EXERCISE DIRECTIONS> Repeat every entry in the listing below, exactly.

SOURCE RECORDS>
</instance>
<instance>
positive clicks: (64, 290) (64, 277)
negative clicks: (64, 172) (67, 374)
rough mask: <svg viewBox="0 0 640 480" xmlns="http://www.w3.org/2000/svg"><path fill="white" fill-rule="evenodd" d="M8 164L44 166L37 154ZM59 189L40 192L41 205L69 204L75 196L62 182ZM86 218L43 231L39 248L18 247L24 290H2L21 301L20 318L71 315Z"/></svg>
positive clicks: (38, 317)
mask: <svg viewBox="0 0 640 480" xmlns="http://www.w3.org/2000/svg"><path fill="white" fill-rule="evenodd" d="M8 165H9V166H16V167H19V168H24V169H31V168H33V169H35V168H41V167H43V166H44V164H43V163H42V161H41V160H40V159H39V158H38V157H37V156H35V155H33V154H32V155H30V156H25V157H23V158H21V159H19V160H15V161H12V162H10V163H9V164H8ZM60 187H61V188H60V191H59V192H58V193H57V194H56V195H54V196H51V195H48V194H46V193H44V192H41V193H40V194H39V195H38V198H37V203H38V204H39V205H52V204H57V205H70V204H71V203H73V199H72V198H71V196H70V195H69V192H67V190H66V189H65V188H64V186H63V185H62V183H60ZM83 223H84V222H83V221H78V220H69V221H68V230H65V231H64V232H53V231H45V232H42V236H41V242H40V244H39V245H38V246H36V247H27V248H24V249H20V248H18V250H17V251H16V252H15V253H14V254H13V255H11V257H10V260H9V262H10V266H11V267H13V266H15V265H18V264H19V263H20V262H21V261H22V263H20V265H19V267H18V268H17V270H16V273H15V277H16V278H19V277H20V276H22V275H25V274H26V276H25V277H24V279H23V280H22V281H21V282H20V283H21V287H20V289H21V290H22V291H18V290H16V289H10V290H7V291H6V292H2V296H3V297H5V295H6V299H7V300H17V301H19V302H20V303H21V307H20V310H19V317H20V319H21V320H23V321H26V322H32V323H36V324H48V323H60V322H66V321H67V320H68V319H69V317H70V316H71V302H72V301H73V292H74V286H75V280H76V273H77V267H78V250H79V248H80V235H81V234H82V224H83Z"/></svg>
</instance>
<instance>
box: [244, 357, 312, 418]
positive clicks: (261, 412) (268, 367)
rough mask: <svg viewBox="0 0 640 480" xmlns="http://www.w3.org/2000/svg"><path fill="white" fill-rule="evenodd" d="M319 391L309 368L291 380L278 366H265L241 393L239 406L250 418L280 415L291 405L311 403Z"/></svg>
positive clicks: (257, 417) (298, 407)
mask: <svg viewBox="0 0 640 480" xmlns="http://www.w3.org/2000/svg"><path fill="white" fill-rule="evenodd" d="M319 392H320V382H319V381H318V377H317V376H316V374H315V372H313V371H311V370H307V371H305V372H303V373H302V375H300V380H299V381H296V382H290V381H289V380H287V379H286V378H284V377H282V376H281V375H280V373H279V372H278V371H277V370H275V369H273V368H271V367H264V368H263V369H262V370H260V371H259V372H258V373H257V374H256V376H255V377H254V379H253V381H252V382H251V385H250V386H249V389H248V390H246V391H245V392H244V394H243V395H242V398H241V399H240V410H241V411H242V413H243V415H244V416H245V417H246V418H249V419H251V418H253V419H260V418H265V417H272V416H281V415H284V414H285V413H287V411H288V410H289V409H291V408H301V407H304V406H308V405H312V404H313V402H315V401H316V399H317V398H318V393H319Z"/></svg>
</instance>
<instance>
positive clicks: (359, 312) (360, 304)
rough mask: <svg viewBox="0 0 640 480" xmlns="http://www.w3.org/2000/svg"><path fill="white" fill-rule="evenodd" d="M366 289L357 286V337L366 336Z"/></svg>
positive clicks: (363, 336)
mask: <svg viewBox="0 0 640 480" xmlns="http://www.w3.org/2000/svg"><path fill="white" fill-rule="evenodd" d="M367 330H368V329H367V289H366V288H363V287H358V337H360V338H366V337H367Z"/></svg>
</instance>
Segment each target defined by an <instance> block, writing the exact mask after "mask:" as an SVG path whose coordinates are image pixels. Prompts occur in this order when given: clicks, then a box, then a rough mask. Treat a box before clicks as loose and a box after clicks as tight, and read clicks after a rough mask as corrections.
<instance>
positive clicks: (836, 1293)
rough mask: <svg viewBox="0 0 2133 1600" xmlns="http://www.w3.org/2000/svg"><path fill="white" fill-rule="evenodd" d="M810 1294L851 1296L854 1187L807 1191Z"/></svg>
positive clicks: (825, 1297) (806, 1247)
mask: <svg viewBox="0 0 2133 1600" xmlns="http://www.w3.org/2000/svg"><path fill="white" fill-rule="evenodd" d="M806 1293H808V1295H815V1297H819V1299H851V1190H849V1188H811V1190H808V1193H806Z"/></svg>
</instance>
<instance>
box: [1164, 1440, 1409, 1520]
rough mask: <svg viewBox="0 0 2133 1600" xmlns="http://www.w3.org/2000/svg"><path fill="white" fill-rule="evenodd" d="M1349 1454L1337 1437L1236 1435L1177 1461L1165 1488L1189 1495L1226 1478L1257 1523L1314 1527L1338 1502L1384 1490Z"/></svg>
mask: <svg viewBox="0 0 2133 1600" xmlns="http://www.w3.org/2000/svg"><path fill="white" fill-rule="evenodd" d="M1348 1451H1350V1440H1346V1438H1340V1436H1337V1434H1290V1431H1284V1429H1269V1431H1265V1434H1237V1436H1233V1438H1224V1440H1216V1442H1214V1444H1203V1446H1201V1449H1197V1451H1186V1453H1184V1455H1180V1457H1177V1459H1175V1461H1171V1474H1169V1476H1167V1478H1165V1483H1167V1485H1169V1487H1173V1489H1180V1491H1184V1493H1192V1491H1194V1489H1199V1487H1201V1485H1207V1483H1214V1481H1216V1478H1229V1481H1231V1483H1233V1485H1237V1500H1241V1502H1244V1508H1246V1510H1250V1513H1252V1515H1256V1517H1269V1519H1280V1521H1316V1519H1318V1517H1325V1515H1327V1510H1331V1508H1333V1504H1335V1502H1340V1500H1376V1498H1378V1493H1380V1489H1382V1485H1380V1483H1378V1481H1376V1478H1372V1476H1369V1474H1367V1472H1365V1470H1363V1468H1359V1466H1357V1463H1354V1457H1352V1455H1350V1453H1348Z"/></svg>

SOLUTION FOR THIS TASK>
</instance>
<instance>
positive clicks: (64, 290) (64, 277)
negative clicks: (64, 172) (67, 374)
rough mask: <svg viewBox="0 0 640 480" xmlns="http://www.w3.org/2000/svg"><path fill="white" fill-rule="evenodd" d="M8 164L44 166L37 154ZM59 189L40 192L41 205L69 204L75 196L62 182ZM86 218L43 231L39 248L18 247L24 290H2L21 301L20 318L71 315Z"/></svg>
positive clicks: (38, 317)
mask: <svg viewBox="0 0 640 480" xmlns="http://www.w3.org/2000/svg"><path fill="white" fill-rule="evenodd" d="M8 165H9V166H16V167H19V168H24V169H31V168H33V169H35V168H41V167H43V166H44V164H43V163H42V161H41V160H40V159H39V158H38V157H37V156H35V155H33V154H32V155H30V156H25V157H23V158H21V159H19V160H15V161H12V162H10V163H9V164H8ZM60 187H61V188H60V191H59V192H58V193H57V194H56V195H54V196H51V195H48V194H46V193H44V192H41V193H40V194H39V195H38V198H37V203H38V204H39V205H52V204H57V205H70V204H71V203H73V199H72V198H71V196H70V195H69V192H67V190H66V189H65V188H64V186H63V185H62V183H60ZM83 223H84V222H83V221H78V220H69V221H68V230H65V231H64V232H53V231H45V232H42V236H41V242H40V244H39V245H38V246H36V247H27V248H24V249H20V248H18V250H17V251H16V252H15V253H14V254H13V255H11V257H10V260H9V262H10V266H11V267H13V266H15V265H18V264H19V263H20V262H21V261H22V263H20V265H19V267H18V268H17V270H16V273H15V277H16V278H19V277H20V276H22V275H25V274H26V276H25V277H24V279H23V280H22V281H21V282H20V283H21V287H20V289H21V290H22V291H18V290H16V289H10V290H7V291H6V292H2V296H3V297H5V295H6V299H7V300H17V301H19V302H20V303H21V307H20V310H19V317H20V319H21V320H23V321H26V322H32V323H36V324H48V323H60V322H66V321H67V320H68V319H69V317H70V316H71V302H72V301H73V292H74V286H75V280H76V273H77V267H78V250H79V248H80V235H81V234H82V224H83Z"/></svg>
</instance>
<instance>
box: [244, 357, 312, 418]
positive clicks: (261, 412) (268, 367)
rough mask: <svg viewBox="0 0 640 480" xmlns="http://www.w3.org/2000/svg"><path fill="white" fill-rule="evenodd" d="M319 391L309 368L291 380L278 366H265L241 393L239 406L250 418L280 415L291 405L311 403Z"/></svg>
positive clicks: (257, 417) (298, 407)
mask: <svg viewBox="0 0 640 480" xmlns="http://www.w3.org/2000/svg"><path fill="white" fill-rule="evenodd" d="M319 392H320V382H319V381H318V377H317V376H316V374H315V372H313V371H311V370H307V371H305V372H303V373H302V375H300V380H299V381H296V382H290V381H289V380H287V379H286V378H284V377H282V376H281V375H280V373H279V372H278V371H277V370H275V369H273V368H271V367H264V368H263V369H262V370H260V371H259V372H258V373H257V374H256V376H255V377H254V379H253V381H252V382H251V385H250V386H249V389H248V390H246V391H245V392H244V394H243V395H242V398H241V399H240V410H241V411H242V413H243V415H244V416H245V417H246V418H249V419H251V418H253V419H260V418H265V417H272V416H281V415H284V414H285V413H287V411H288V410H289V409H291V408H301V407H304V406H308V405H312V404H313V402H315V401H316V399H317V398H318V393H319Z"/></svg>
</instance>
<instance>
positive clicks: (359, 312) (360, 304)
rough mask: <svg viewBox="0 0 640 480" xmlns="http://www.w3.org/2000/svg"><path fill="white" fill-rule="evenodd" d="M366 289L357 286V337L366 336Z"/></svg>
positive clicks: (363, 336)
mask: <svg viewBox="0 0 640 480" xmlns="http://www.w3.org/2000/svg"><path fill="white" fill-rule="evenodd" d="M367 330H368V329H367V289H366V288H363V287H358V337H360V338H366V337H367Z"/></svg>
</instance>
Segment each target defined by an <instance> block, writing the exact mask after "mask:" as an SVG path whose coordinates are image pixels. Prompts occur in this order when given: clicks, then a box, then a rough mask. Treat a box before clicks as loose and a box after clicks as tight, and read clicks after a rough mask as corrections.
<instance>
positive clicks: (836, 1293)
rough mask: <svg viewBox="0 0 2133 1600" xmlns="http://www.w3.org/2000/svg"><path fill="white" fill-rule="evenodd" d="M810 1294L851 1296L854 1187L807 1191Z"/></svg>
positive clicks: (825, 1297) (806, 1247)
mask: <svg viewBox="0 0 2133 1600" xmlns="http://www.w3.org/2000/svg"><path fill="white" fill-rule="evenodd" d="M806 1293H808V1295H815V1297H819V1299H851V1190H849V1188H811V1190H808V1193H806Z"/></svg>
</instance>
<instance>
box: [1164, 1440, 1409, 1520]
rough mask: <svg viewBox="0 0 2133 1600" xmlns="http://www.w3.org/2000/svg"><path fill="white" fill-rule="evenodd" d="M1349 1454L1337 1437L1236 1435L1177 1461L1165 1488L1189 1495L1226 1478L1257 1523L1314 1527L1338 1502L1384 1490Z"/></svg>
mask: <svg viewBox="0 0 2133 1600" xmlns="http://www.w3.org/2000/svg"><path fill="white" fill-rule="evenodd" d="M1348 1451H1350V1440H1346V1438H1340V1436H1337V1434H1290V1431H1284V1429H1269V1431H1265V1434H1237V1436H1233V1438H1224V1440H1216V1442H1214V1444H1203V1446H1201V1449H1197V1451H1186V1453H1184V1455H1180V1457H1177V1459H1175V1461H1171V1474H1169V1476H1167V1478H1165V1483H1167V1485H1169V1487H1173V1489H1180V1491H1184V1493H1192V1491H1194V1489H1199V1487H1201V1485H1207V1483H1214V1481H1216V1478H1229V1481H1231V1483H1233V1485H1237V1500H1241V1502H1244V1508H1246V1510H1250V1513H1252V1515H1256V1517H1269V1519H1280V1521H1316V1519H1318V1517H1325V1515H1327V1510H1331V1508H1333V1504H1335V1502H1340V1500H1376V1498H1378V1493H1380V1489H1382V1485H1380V1483H1378V1481H1376V1478H1372V1476H1369V1474H1367V1472H1365V1470H1363V1468H1359V1466H1357V1463H1354V1457H1352V1455H1350V1453H1348Z"/></svg>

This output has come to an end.